---------- Input data

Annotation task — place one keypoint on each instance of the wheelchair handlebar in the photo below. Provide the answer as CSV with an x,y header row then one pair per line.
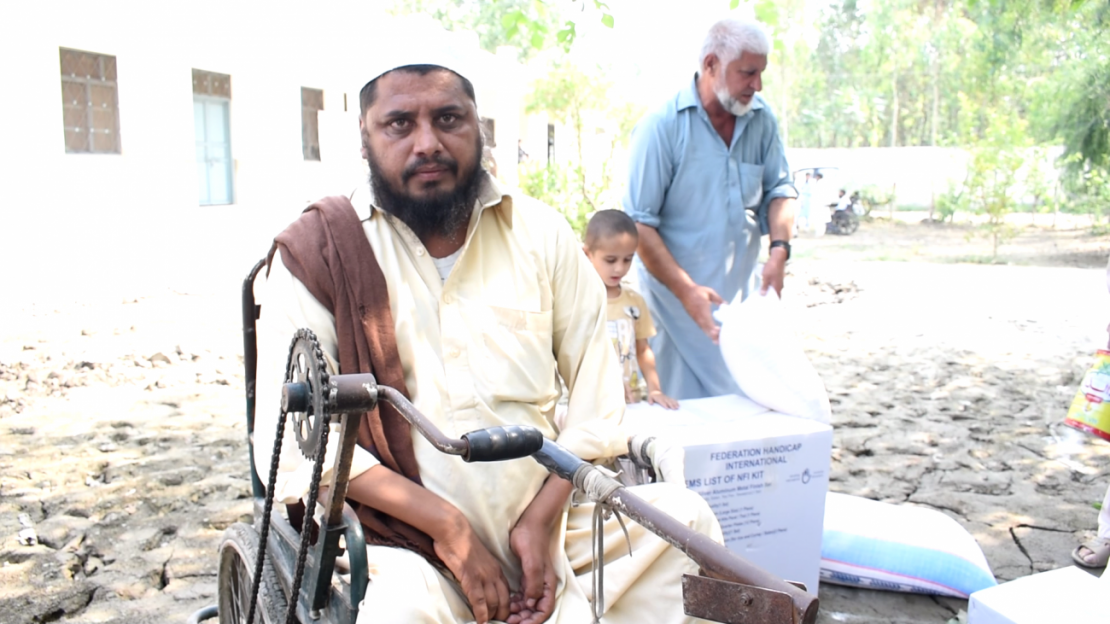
x,y
360,392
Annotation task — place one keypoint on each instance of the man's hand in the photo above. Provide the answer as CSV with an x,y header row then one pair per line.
x,y
657,398
536,601
478,573
774,271
698,303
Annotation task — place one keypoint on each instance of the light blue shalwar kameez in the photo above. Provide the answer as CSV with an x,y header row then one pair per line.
x,y
708,201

--------------------

-- Assigned task --
The line with "of the light" through the last line of the data: write these out exactly, and no others.

-- Task response --
Annotation task — place one keypoint on each instance of the light blue shalwar kameez in the photo above. Provide the answer as CSV with an x,y header row then one pair per line.
x,y
708,201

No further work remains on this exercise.